### Work required:
Transcribe the portion of the article on automated reasoning between "byron-cook-may-2025-aws-symposium-terms-for-automated-reasoning" and "York this May.", inclusive.

═══ Text passage

How logic can help AI models tell more truth, according to AWS


byron-cook-may-2025-aws-symposium-byron-cook-talking-2

AWS distinguished scientist Byron Cook makes the case for “automated reasoning.”

Amazon AWS

The term “reasoning” is a familiar metaphor in today’s artificial intelligence (AI) technology, often used to describe the verbose outputs generated by so-called reasoning AI models such as OpenAI’s o1 or DeepSeek AI’s R1.

Another kind of reasoning is quietly taking root in the most advanced applications, perhaps closer to actual reasoning.

Also: Will AI think like humans? We’re not even close – and we’re asking the wrong question

Recently, Amazon AWS distinguished scientist Byron Cook made the case for what is called “automated reasoning,” also known as “symbolic AI” or, more abstrusely, “formal verification.” 

It is an area of study as old as the artificial intelligence field, and, said Cook, it is rapidly merging with generative AI to form an exciting new hybrid, sometimes termed “neuro-symbolic AI,” which combines the best of automated reasoning and large language models.  

byron-cook-may-2025-aws-symposium-terms-for-automated-reasoning

Amazon AWS

Cook gave a talk about automated reasoning at the AWS Financial Services Symposium in New York this May.

By whatever name you call it, automated reasoning refers to algorithms that search for statements or assertions about the world that can be verified as true by using logic. The idea is that all knowledge is rigorously supported by what’s logically able to be asserted.

Also: AI will boost the value of human creativity in financial services, says AWS

As Cook put it, “Reasoning takes a model and lets us talk accurately about all possible data it can produce.”

Cook gave a brief snippet of code as an example that demonstrates how automated reasoning achieves that rigorous validation.

As Cook explained to his audience, an instruction loop in a piece of computer code can be predicted — with certainty — to stop running at some point based on the conditions established in its statements. So, the question, “Can this loop run forever?” can be answered with logical analysis. 

byron-cook-may-2025-aws-symposium-code-loop-example

Amazon AWS

In Cook’s example, two variables, X and Y, are integers; Y is positive, and X is greater than Y. Y is repeatedly subtracted from X, reducing the value of X. Eventually, subtracting Y from X will make X smaller than Y. At that point, the conditions of the code loop have been violated, and the loop will terminate. 

The simple fact — that eventually X will be smaller than Y — can be inferred logically without exhaustively running the code loop itself. That’s perhaps the most important element of automated reasoning, a principle that Cook returned to repeatedly: Automated reasoning can answer fundamental questions about something with logic rather than with exhaustive trial and error.

“That’s what symbolic AI is,” said Cook. “We find arguments, step by step, and we can check them mechanically using the foundations of mathematical logic to make sure each statement is true. And then automated reasoning is the algorithmic search for arguments of that form.”

Such step-by-step solutions go back to the dawn of AI in the late 1950s, said Cook. In fact, in 1959, a top-of-the-line IBM machine, the 704, ran a form of automated reasoning to prove all of the theorems of Whitehead and Russell’s famous Principia Mathematica

But there’s been a lot of progress since then, Cook told the audience. “The tools keep getting remarkably better” through new algorithms.

══════
═══ Extracted records

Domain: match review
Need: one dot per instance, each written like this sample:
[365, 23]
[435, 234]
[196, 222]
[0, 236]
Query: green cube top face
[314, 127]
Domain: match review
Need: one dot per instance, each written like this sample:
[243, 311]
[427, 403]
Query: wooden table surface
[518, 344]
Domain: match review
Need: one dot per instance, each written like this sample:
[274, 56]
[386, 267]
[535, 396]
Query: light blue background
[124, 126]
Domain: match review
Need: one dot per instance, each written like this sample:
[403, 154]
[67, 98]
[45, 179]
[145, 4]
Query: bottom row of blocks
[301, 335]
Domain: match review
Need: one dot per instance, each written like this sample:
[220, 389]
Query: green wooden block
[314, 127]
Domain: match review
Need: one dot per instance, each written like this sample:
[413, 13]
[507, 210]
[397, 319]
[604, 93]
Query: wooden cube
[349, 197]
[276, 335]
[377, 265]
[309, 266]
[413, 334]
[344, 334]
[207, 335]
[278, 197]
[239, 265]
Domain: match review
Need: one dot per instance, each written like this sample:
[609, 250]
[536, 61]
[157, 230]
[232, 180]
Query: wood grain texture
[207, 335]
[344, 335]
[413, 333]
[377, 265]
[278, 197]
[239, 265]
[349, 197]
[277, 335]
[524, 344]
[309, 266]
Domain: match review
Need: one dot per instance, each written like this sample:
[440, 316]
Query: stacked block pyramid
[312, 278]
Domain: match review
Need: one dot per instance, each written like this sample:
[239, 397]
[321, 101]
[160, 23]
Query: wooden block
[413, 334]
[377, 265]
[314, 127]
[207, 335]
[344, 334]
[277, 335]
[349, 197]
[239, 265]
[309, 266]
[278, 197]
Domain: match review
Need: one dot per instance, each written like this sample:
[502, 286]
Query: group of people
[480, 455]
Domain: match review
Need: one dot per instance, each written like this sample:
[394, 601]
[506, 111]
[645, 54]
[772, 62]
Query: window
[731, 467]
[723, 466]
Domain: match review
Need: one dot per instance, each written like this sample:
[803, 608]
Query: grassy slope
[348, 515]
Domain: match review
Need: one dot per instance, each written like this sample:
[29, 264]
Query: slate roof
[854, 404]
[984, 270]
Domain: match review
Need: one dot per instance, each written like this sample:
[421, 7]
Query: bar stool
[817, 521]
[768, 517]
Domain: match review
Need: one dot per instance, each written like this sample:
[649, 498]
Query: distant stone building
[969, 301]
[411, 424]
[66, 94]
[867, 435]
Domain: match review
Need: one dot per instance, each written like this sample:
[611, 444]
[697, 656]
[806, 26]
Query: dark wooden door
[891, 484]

══════

### Answer box:
byron-cook-may-2025-aws-symposium-terms-for-automated-reasoning

Amazon AWS

Cook gave a talk about automated reasoning at the AWS Financial Services Symposium in New York this May.